[Point localization data]
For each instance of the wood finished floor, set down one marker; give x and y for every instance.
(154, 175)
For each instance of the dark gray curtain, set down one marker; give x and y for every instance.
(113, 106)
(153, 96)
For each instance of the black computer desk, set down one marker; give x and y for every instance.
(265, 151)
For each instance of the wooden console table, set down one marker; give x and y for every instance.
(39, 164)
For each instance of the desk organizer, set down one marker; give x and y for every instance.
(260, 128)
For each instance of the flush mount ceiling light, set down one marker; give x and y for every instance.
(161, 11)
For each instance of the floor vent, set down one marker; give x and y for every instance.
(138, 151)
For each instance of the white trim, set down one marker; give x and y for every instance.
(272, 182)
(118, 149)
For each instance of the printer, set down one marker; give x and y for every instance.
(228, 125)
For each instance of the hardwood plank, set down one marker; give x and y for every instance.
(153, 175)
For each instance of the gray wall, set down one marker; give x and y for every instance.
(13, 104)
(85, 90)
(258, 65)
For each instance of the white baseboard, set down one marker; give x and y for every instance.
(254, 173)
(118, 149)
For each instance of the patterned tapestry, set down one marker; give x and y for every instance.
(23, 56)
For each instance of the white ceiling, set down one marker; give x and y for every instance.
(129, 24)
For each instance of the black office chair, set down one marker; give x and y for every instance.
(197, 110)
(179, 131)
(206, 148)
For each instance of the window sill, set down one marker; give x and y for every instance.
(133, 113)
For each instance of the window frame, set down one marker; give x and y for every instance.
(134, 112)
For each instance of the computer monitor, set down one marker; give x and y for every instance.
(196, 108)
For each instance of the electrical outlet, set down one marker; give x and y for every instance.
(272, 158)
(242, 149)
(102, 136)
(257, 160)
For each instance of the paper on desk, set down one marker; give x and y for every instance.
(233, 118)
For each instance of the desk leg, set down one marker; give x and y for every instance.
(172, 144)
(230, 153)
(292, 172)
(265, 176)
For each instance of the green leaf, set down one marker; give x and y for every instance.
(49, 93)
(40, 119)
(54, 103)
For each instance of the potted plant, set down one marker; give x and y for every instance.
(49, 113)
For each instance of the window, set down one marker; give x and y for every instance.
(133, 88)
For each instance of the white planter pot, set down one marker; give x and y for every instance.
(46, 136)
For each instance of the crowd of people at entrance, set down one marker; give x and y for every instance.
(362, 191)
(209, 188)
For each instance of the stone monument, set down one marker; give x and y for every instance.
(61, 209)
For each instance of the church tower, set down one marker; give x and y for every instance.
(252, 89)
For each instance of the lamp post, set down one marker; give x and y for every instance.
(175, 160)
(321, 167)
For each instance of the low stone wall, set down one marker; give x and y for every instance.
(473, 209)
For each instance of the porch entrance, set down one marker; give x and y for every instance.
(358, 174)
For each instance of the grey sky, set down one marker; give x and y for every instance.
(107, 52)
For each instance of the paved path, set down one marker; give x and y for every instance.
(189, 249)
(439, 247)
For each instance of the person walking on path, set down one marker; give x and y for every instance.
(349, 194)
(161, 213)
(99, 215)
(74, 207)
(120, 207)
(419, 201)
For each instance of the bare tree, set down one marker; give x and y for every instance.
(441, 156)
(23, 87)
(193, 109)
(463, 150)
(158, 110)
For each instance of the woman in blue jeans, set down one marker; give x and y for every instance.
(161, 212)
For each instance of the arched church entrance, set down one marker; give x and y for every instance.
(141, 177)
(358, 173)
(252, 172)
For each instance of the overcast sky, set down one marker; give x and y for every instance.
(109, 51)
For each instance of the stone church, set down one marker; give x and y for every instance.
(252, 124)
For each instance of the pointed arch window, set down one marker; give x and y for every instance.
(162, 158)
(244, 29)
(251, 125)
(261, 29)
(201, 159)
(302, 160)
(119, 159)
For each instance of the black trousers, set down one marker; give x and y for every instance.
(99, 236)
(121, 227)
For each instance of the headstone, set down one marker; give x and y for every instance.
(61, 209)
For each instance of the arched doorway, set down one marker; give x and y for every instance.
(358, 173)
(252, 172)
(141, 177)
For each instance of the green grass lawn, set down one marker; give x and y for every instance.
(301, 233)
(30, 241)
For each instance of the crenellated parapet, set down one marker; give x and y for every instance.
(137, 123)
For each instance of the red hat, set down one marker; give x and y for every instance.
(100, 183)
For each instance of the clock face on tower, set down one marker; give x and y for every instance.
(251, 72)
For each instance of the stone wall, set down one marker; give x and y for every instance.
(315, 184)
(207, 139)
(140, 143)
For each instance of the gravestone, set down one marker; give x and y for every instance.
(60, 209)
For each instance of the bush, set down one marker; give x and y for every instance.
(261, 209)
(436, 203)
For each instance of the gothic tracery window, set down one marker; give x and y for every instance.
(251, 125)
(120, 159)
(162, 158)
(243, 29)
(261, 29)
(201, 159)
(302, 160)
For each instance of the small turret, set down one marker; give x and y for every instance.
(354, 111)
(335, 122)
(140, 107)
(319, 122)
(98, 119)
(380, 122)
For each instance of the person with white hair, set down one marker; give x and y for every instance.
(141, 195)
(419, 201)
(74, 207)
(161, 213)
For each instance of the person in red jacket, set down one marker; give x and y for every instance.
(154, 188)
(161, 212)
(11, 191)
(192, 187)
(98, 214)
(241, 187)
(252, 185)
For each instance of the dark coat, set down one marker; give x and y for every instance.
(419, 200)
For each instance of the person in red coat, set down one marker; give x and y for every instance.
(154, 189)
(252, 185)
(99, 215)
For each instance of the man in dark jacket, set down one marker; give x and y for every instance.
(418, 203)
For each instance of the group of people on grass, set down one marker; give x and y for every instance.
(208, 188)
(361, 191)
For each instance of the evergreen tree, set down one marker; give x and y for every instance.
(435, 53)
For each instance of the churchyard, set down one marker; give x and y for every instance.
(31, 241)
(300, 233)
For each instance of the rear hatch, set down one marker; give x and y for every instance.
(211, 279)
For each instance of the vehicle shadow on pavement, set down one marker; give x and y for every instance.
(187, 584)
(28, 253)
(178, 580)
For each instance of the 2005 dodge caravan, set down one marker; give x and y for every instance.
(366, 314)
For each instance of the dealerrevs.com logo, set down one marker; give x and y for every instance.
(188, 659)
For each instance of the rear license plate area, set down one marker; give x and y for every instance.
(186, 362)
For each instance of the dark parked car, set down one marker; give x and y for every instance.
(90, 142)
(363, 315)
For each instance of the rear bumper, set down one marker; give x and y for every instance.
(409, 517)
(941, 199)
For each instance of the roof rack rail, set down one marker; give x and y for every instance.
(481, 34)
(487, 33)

=== EXERCISE BRIEF ===
Give back every line of the data above exactly as written.

=== EXERCISE OUTPUT ===
For each instance of the wood finished floor, set down one marker; give x and y for every instance.
(154, 175)
For each instance of the dark gray curtain, set down one marker; give x and y for every instance.
(113, 106)
(153, 96)
For each instance of the black computer desk, set down one marker; give x and y for every instance.
(265, 151)
For each instance of the wooden console table, set down one marker; give x and y for every instance.
(39, 164)
For each instance of the desk organizer, set down one marker; give x and y for every instance.
(260, 128)
For each instance of the flush mount ceiling light, set down one marker; give x and y for every instance.
(161, 11)
For each instance of the floor vent, set down one marker; give x and y for every instance.
(138, 151)
For each instance of the white trim, set down one marker; give x and y for every instance.
(272, 182)
(118, 149)
For each instance of the printer, set down one marker; give x and y for every instance.
(228, 125)
For each instance of the hardwood plank, set down one marker; give x and y for every instance.
(153, 175)
For each instance of the gray wall, set down one marker; give x and y for every instance.
(13, 104)
(85, 90)
(258, 65)
For each instance of the white baseboard, set down one marker; give x and y for every instance.
(254, 173)
(118, 149)
For each instance of the patterned tapestry, set down one marker; give x and y for every instance.
(23, 56)
For each instance of the white ceiling, set down one marker; give x and y for every instance.
(129, 24)
For each instance of the black office chair, set down one marker; give x and y for every instance.
(197, 110)
(179, 131)
(206, 148)
For each instance of the window sill, set down one marker; give x and y for every instance.
(133, 113)
For each instance of the window frame, set down one marker; give x and y for every instance.
(134, 112)
For each instance of the computer monitor, set down one marker; give x and y for every instance.
(196, 108)
For each instance of the electrical outlet, set down one marker; give x and y for every instance.
(272, 158)
(242, 149)
(102, 136)
(257, 160)
For each instance of the paper on desk, set down one marker; give x and y for every instance.
(233, 118)
For each instance of the desk leg, set down one marker; give x and y for every instance.
(172, 144)
(230, 153)
(292, 172)
(265, 176)
For each instance of the green leaf, set down one marker; give x and y for every instance.
(49, 93)
(40, 119)
(54, 103)
For each instance of the potted plant, set down one marker; give x and y for every instance.
(49, 113)
For each instance of the window, set down one marker; give x and y for every instance.
(133, 88)
For each instance of the white planter pot, set down one marker; give x and y for every instance.
(46, 136)
For each instance of the crowd of people at entrance, set down one marker; give x and y for every instance.
(362, 191)
(209, 188)
For each instance of the stone monument, set down one marker; give x and y for every instance.
(61, 209)
For each instance of the church tower, set down one marker; give x and y for every instance.
(252, 89)
For each instance of the lamp post, set down one marker; give x and y for every instance.
(175, 160)
(321, 167)
For each instance of the low stone wall, set down one marker; give x and y for every instance.
(473, 209)
For each instance of the porch entrance, set down one marker; give x and y for every instance.
(358, 174)
For each instance of the grey sky, set down one marker; give x and y for every instance.
(107, 52)
For each instance of the paved path, set down one marker; give x and y for every instance.
(189, 249)
(439, 247)
For each instance of the person walking on path, set down one marker; give x and y for every instance.
(349, 194)
(161, 213)
(99, 215)
(74, 207)
(120, 207)
(419, 201)
For each instance of the bare tree, set down one marker; give x and y for every instance.
(441, 156)
(23, 87)
(193, 109)
(463, 150)
(158, 110)
For each instance of the woman in blue jeans, set down one marker; give x and y for every instance.
(161, 212)
For each instance of the arched church entrance, set down one marker; give x and y for every instance.
(141, 177)
(358, 173)
(252, 172)
For each instance of the overcast sky, set down one marker; give x and y for every instance.
(109, 51)
For each instance of the stone church, set down one marker; give x and y for every instance.
(252, 124)
For each instance of the pointed arch window, set down one marker; give x and y for every instance.
(162, 158)
(244, 29)
(251, 125)
(261, 29)
(201, 159)
(302, 160)
(119, 159)
For each instance of the black trousers, set down one marker; give x and y for every instance.
(99, 236)
(121, 227)
For each instance of the headstone, set down one marker; give x and y for every instance.
(61, 209)
For each instance of the arched doorway, set down one marker; give x and y for every instance.
(358, 173)
(252, 172)
(141, 177)
For each instance of the green grass lawn, set down one marker; give x and y for every instance.
(301, 233)
(30, 241)
For each instance of the crenellated parapet, set down one marker; give x and y for every instance.
(137, 123)
For each instance of the red hat, set down one marker; give x and y for every instance.
(100, 183)
For each instance of the clock face on tower, set down one marker; give x and y for every instance.
(251, 72)
For each instance of the stone wall, set down one marker; give x and y for every instance.
(315, 184)
(207, 139)
(140, 143)
For each instance of the gravestone, set down one marker; give x and y for every instance.
(60, 209)
For each instance of the bush, set down one marker; give x and y for every instance.
(261, 209)
(436, 203)
For each instance of the gothic tracery window, set down one marker; give x and y for every instance.
(251, 125)
(120, 159)
(162, 158)
(243, 29)
(261, 29)
(201, 159)
(302, 160)
For each instance of the small turret, set down one marker; give x and y for every instance.
(354, 111)
(335, 122)
(140, 107)
(319, 122)
(98, 119)
(380, 122)
For each instance of the person with white hair, set down one marker; give x and y for every instance.
(141, 195)
(419, 201)
(74, 207)
(161, 213)
For each instance of the person in red jacket, set down one marker; give x and y for every instance.
(154, 188)
(161, 212)
(11, 191)
(192, 187)
(98, 214)
(241, 187)
(252, 185)
For each instance of the dark coat, set down one marker; give x and y for every instance.
(419, 200)
For each instance of the person in red coat, set down one marker; give x and y for every instance.
(154, 189)
(252, 185)
(99, 215)
For each instance of the man in dark jacket, set down one marker; give x and y for every instance.
(418, 203)
For each instance of the group of people on grass, set down one marker; give x and y for every instance.
(208, 188)
(361, 191)
For each instance of the evergreen tree, set down one marker; give x and y for every instance.
(435, 53)
For each instance of the churchyard, set down one marker; give x and y for every instance.
(31, 241)
(300, 233)
For each instance of the rear hatch, set down one marker; give x and y for every instance.
(211, 279)
For each instance of the vehicle shadow on pavement, set down one marker; give x and y for every instance.
(187, 584)
(28, 253)
(178, 580)
For each instance of the 2005 dodge caravan, set down one marker; give x and y for every instance.
(366, 314)
For each instance of the dealerrevs.com logo, set down one marker; give x and y for every instance.
(188, 659)
For each instance of the rear license plate area, set down one marker; give x and y for every instance.
(186, 362)
For each instance of the dark parked car, set down one marker; give x and y for every instance.
(90, 142)
(363, 315)
For each instance of the rear bumper, set down one marker; give x and y for every instance.
(409, 517)
(941, 199)
For each instance of the roof rack rail, set down one marker; give x and y for every instance.
(481, 34)
(487, 33)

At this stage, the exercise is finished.